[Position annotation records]
════════════════

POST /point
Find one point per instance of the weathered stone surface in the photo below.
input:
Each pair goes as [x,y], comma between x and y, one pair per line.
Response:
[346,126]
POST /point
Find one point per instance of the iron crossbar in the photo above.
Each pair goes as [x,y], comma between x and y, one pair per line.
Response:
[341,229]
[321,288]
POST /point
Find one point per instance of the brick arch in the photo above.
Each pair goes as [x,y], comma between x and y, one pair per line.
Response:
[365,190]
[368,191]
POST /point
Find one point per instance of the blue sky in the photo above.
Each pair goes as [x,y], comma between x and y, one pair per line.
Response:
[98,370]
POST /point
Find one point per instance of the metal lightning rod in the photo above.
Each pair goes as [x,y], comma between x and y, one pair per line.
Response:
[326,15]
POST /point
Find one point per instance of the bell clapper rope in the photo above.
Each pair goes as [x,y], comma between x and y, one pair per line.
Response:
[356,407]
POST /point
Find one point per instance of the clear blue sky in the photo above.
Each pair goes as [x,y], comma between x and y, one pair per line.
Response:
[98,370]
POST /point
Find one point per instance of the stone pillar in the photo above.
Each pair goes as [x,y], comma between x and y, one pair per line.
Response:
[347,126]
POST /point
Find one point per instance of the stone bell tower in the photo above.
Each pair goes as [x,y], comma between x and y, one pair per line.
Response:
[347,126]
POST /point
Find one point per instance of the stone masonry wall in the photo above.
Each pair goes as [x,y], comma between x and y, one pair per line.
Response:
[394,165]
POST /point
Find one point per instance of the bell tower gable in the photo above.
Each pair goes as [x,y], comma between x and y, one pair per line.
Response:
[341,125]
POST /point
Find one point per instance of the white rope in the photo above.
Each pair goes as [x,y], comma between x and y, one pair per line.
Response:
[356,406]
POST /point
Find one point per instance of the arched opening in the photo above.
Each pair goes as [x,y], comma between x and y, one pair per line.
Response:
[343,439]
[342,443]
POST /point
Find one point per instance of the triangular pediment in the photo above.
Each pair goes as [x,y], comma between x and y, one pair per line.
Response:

════════════════

Using the data above, reproduce every line exactly.

POST /point
Find one point per instance of the weathered stone surface in the photo below.
input:
Each pair goes as [x,y], comma between x and y, one pair per line.
Response:
[346,126]
POST /point
Find one point per instance of the iron crossbar in the photo above.
Each pair goes as [x,y], comma between x and y, one pair per line.
Response:
[341,229]
[321,288]
POST /point
Find one point per instance of the brick arch in the photo above.
Each pair goes as [x,y], comma between x and y, one pair per line.
Response:
[365,190]
[368,191]
POST /point
Find one point per instance of the blue sky in the photo above.
Each pair goes as [x,y], comma between x and y, one pair per line.
Response:
[98,370]
POST /point
Find one point per instance of the metal lightning rod in the photo above.
Each pair goes as [x,y], comma between x and y, one pair per line.
Response:
[326,15]
POST /point
Find one point per instance of the bell clapper rope in the photo above.
Each pair goes as [x,y], comma between x and y, one pair per line.
Response:
[356,407]
POST /point
Find one point per instance of the clear blue sky in the photo above.
Each pair goes as [x,y], comma between x and y, one pair per line.
Response:
[98,370]
POST /point
Find one point per instance of the stone pillar in the photo above.
Each pair goes as [x,y], comma between x and y, one pair per line.
Response:
[347,126]
POST /point
Find one point per instance of the stone bell tower in the photo above.
Each pair goes as [x,y], comma between x and y, one pair per line.
Response:
[347,126]
POST /point
Find one point per instance of the stone masonry wall in the photo above.
Each pair goes as [x,y], comma between x and y, one pair per line.
Response:
[394,165]
POST /point
Find one point per instance of the bell tower gable in the photo above.
Each pair goes as [x,y], comma between x and y, one pair per line.
Response:
[341,125]
POST /point
Find one point per instance of the white rope in the photo above.
Each pair goes as [x,y], comma between x and y, one pair per line.
Response:
[356,406]
POST /point
Find one point per instance of the arched opening in the photo above.
Each pair goes as [x,y], comma between x and y, one pair per line.
Response:
[343,439]
[342,443]
POST /point
Find one point per instance of the triangular pediment in the photo above.
Each pair goes as [x,y], comma between x and y, one pair per line.
Response:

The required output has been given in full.